Work required:
Rewrite the entries below, replacing "one dot per instance" with "a single dot for each instance" wherever it occurs and leaving everything else unchanged.

──────── Given information

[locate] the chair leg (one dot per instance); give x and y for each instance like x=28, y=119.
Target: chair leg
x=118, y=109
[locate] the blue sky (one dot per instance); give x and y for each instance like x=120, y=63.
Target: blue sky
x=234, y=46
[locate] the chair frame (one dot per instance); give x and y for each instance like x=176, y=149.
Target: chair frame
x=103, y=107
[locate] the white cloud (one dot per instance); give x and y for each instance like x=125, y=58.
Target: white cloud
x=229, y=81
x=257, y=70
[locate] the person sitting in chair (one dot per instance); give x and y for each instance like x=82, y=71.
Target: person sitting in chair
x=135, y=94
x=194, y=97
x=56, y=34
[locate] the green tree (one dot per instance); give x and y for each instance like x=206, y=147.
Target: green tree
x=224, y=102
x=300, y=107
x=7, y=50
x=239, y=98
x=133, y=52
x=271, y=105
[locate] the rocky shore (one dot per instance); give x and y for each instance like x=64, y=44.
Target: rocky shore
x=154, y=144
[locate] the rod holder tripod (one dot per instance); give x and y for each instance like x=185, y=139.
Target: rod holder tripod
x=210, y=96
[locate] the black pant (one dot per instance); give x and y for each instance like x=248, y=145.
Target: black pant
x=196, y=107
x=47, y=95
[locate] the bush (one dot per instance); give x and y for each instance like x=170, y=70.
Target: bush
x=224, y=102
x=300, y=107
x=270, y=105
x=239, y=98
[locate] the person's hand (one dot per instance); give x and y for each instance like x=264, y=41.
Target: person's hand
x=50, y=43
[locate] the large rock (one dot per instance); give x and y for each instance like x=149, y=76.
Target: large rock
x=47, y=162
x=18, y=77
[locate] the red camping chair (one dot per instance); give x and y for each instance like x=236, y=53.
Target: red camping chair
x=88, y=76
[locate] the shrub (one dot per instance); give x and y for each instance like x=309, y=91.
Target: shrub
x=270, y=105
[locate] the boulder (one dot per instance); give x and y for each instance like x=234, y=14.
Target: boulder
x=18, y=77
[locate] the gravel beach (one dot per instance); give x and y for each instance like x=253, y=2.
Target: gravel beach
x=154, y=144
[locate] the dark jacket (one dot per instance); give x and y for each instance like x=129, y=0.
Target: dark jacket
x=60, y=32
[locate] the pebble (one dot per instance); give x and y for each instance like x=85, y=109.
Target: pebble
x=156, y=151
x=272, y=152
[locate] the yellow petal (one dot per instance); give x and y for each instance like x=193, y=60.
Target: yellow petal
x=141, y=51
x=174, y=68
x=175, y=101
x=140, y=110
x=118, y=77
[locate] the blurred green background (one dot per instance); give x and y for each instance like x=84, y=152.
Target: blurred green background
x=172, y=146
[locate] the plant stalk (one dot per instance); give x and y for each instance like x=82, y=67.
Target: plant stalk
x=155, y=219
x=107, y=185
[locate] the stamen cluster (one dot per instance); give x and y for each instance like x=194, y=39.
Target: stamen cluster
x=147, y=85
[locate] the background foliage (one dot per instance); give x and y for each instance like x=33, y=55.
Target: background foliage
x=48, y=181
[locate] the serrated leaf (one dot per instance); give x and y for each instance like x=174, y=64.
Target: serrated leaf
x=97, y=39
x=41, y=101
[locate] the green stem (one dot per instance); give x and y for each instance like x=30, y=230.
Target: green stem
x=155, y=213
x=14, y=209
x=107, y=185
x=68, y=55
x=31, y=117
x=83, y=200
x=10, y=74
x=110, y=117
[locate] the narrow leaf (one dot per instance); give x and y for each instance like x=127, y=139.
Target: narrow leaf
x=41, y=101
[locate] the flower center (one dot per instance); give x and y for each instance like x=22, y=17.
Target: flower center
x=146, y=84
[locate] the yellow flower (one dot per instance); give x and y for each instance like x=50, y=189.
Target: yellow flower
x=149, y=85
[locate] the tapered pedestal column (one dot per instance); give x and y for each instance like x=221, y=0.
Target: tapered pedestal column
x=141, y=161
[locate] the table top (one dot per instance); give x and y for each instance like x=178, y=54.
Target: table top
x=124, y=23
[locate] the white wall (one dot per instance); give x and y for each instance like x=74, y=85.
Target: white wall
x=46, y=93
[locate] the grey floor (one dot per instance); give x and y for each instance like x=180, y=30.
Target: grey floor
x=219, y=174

────────────────

Result below:
[locate] the chair leg (a single dot for each instance); give x and y for each instance like x=28, y=119.
Target: chair leg
x=118, y=109
[locate] the blue sky (a single dot for each instance); give x and y for each instance like x=120, y=63.
Target: blue sky
x=234, y=46
[locate] the chair frame (a single dot for each instance); give x and y for each instance like x=176, y=149.
Target: chair frame
x=103, y=107
[locate] the white cloud (a single dot for each instance); give x and y for each instance like x=125, y=58.
Target: white cloud
x=229, y=81
x=257, y=70
[locate] the person sitting in chair (a single dot for each instance); give x and y for each instance like x=82, y=71.
Target: person sitting in chair
x=135, y=94
x=194, y=97
x=56, y=34
[locate] the green tree (a single dot for each instance); give x and y for each instance like x=206, y=147.
Target: green tree
x=224, y=102
x=300, y=107
x=7, y=50
x=239, y=98
x=133, y=52
x=271, y=105
[locate] the rocky shore (a single dot for each instance); give x and y for each instance like x=64, y=44.
Target: rocky shore
x=154, y=144
[locate] the rod holder tripod (a single dot for each instance); give x and y for each instance like x=185, y=139.
Target: rod holder tripod
x=210, y=96
[locate] the black pant (a single dot for each instance); give x and y for each instance like x=248, y=145.
Target: black pant
x=196, y=107
x=47, y=95
[locate] the bush (a single dot for each instance); give x and y for each instance like x=170, y=70.
Target: bush
x=224, y=102
x=300, y=107
x=270, y=105
x=239, y=98
[locate] the person's hand (a single dot for each instance); give x and y for each instance like x=264, y=41.
Target: person's hand
x=50, y=43
[locate] the large rock (a single dot for each instance); give x and y for each instance like x=149, y=76.
Target: large rock
x=47, y=162
x=18, y=77
[locate] the red camping chair (a single dot for each instance); give x and y for each instance like x=236, y=53.
Target: red camping chair
x=88, y=76
[locate] the shrub (a single dot for each instance); give x and y for each instance like x=309, y=91.
Target: shrub
x=270, y=105
[locate] the boulder (a single dot for each instance); give x and y for each instance like x=234, y=14.
Target: boulder
x=18, y=77
[locate] the gravel beach (a single dot for each instance); give x and y for each instance like x=253, y=2.
Target: gravel beach
x=154, y=144
[locate] the dark jacket (a single dot for each instance); give x and y for each instance like x=129, y=0.
Target: dark jacket
x=60, y=32
[locate] the pebble (a single dot for each instance); give x and y for each instance like x=85, y=109.
Target: pebble
x=156, y=151
x=272, y=152
[locate] the yellow petal (a single dot for each instance); give x and y for each instance like x=193, y=60.
Target: yellow petal
x=141, y=51
x=174, y=68
x=175, y=101
x=140, y=110
x=118, y=77
[locate] the blurred green background (a single dot for each instance); give x and y for each instance like x=84, y=152.
Target: blurred green background
x=172, y=146
[locate] the plant stalk (a single dot for each instance); give x and y for each instance like x=82, y=67.
Target: plant stalk
x=155, y=219
x=107, y=185
[locate] the stamen cluster (a single dot for each instance); give x and y for each instance like x=194, y=39.
Target: stamen cluster
x=147, y=85
[locate] the background foliage (a single dot for each instance); give x and y for each instance like x=33, y=55.
Target: background foliage
x=48, y=181
[locate] the serrated leaf (a single dot for each instance); give x and y for each instance like x=174, y=64.
Target: serrated leaf
x=97, y=39
x=41, y=101
[locate] the green stem (a single dot for each instance); give x and y for each instance like x=30, y=230.
Target: green stem
x=155, y=213
x=14, y=209
x=107, y=185
x=68, y=55
x=31, y=117
x=83, y=200
x=10, y=74
x=110, y=117
[locate] the narrow leaf (a single dot for each instance); give x and y for each instance like x=127, y=139.
Target: narrow leaf
x=41, y=101
[locate] the flower center (a single dot for each instance); give x and y for each instance like x=22, y=17.
Target: flower center
x=146, y=84
[locate] the yellow flower (a single dot for each instance); give x and y for each instance like x=50, y=189.
Target: yellow flower
x=149, y=85
[locate] the tapered pedestal column (a single dot for each instance); give x and y for each instance like x=221, y=0.
Target: tapered pedestal column
x=141, y=161
[locate] the table top (a single dot for each instance); give x and y for each instance like x=178, y=54.
Target: table top
x=124, y=23
[locate] the white wall (a single dot for each instance); give x and y for each instance like x=74, y=85.
Target: white wall
x=46, y=93
[locate] the grey floor (a single dot for each instance); give x and y for each instance like x=180, y=30.
Target: grey floor
x=219, y=174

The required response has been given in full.